Can you reproduce only the lines of the records below, verbatim, starting at the line containing "of the arched" and ending after the line containing "x=571, y=258"?

Start Information supplied

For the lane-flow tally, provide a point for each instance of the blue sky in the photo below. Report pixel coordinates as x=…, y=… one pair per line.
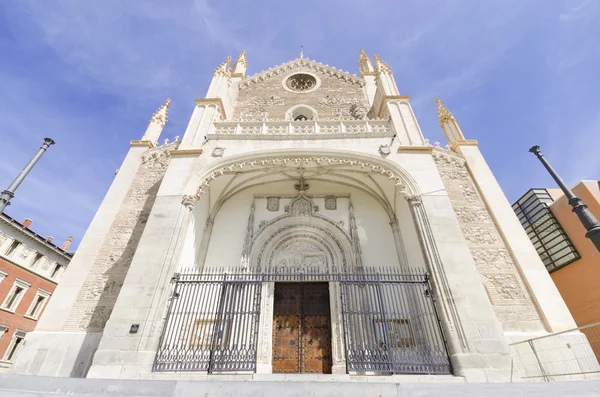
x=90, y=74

End Information supplied
Start Information supplied

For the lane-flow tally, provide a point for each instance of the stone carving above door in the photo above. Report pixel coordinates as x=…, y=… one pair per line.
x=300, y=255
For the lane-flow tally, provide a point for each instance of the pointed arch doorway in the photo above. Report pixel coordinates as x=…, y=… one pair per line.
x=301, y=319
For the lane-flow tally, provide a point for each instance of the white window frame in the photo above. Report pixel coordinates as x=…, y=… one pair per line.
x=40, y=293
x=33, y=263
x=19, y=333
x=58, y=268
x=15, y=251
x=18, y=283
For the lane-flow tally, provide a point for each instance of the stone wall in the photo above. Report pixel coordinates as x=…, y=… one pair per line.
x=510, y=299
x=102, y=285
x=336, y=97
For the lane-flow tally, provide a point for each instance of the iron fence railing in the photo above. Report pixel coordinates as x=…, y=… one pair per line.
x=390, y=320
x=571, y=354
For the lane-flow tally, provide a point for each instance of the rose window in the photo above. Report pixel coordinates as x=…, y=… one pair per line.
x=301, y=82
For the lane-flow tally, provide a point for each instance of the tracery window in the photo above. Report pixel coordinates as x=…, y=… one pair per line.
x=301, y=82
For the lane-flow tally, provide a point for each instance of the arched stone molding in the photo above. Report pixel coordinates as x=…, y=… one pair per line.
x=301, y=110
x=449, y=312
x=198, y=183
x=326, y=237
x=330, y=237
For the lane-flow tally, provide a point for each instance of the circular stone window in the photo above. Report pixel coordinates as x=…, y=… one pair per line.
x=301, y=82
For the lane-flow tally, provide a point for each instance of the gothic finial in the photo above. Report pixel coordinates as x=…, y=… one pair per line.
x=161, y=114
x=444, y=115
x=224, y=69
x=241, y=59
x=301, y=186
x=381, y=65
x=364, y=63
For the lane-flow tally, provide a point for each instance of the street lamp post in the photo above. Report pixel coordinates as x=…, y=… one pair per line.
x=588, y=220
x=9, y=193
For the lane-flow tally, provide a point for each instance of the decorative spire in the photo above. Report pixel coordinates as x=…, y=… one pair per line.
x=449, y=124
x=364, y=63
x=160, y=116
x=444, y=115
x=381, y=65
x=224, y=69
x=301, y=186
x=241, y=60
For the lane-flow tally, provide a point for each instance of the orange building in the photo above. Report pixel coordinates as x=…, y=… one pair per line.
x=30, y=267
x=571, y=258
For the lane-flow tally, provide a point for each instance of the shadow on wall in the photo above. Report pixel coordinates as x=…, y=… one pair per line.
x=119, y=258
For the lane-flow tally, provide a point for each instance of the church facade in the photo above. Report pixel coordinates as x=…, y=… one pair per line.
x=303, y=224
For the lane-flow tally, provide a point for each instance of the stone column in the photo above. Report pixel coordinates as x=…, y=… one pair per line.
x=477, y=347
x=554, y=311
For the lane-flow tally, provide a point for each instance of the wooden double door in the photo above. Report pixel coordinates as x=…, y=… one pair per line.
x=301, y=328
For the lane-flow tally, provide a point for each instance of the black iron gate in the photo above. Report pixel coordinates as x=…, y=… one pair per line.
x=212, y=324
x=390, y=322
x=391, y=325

End Information supplied

Task response -
For the lane-flow tally, provide a point for each instance of the arched stone molding in the photo above. Report pixel coordinates as x=…, y=… one pair per line.
x=301, y=110
x=449, y=312
x=198, y=183
x=326, y=237
x=330, y=237
For the lane-flow tally, provide a point for each instance of the circular stone window in the photo above. Report pixel coordinates as x=…, y=… one pair per line.
x=301, y=82
For the lane-flow tally, provide a point for each instance of the gothic finial in the photo above. Report pixel coordinates as x=…, y=… one pair per line.
x=161, y=114
x=444, y=115
x=224, y=69
x=241, y=59
x=301, y=186
x=381, y=65
x=364, y=63
For the lane-flow tally, provide a point for each instance of the street lamp post in the photo above. Report pixel coordinates as x=…, y=… one pair per line.
x=588, y=220
x=9, y=193
For the lane-flow tally, provide a point for each instance of the decorative spire in the photo above. Report pixel coordinates as x=…, y=… one pair per line.
x=449, y=124
x=364, y=63
x=160, y=116
x=444, y=115
x=381, y=65
x=224, y=69
x=301, y=186
x=241, y=60
For the lane-flow tally, provide a point for each instance of the orange building in the photo above. Report pixel coordinates as x=…, y=… one pair per line.
x=30, y=267
x=571, y=258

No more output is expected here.